• RECORDS FOR THE TASK:
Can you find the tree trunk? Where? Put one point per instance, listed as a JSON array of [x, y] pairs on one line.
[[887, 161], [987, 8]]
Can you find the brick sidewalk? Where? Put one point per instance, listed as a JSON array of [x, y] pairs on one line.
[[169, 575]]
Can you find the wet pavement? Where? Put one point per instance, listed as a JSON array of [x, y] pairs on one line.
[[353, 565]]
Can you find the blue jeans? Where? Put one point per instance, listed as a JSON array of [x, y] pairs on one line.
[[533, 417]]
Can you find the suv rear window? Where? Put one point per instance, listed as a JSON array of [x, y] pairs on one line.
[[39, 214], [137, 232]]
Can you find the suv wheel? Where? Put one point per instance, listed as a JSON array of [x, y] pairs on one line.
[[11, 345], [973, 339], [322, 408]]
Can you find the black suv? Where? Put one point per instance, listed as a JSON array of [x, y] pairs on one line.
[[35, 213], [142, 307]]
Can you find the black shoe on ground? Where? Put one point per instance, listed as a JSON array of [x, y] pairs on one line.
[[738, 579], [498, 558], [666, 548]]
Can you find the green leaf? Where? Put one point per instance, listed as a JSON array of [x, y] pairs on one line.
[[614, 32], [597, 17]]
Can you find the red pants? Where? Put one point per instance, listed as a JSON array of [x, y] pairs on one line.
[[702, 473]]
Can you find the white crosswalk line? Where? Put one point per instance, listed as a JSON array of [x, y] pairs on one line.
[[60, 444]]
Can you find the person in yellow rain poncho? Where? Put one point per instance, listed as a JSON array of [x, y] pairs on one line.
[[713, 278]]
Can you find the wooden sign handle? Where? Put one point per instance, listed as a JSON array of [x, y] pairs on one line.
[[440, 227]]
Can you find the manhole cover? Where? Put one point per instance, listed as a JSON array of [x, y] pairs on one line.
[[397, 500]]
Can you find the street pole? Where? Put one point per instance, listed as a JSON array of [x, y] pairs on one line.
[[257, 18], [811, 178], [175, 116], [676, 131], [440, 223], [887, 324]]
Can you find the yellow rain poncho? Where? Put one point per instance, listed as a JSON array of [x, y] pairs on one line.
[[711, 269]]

• YOUR OBJECTIVE:
Please transcribe word for word the lines from the line with "Can you find the yellow" to the end of the material, both ends included.

• EXERCISE SOLUTION:
Can you find the yellow rain poncho? Where? Put one point per instance, listed as a JSON array of [x, y] pairs on one line.
[[711, 269]]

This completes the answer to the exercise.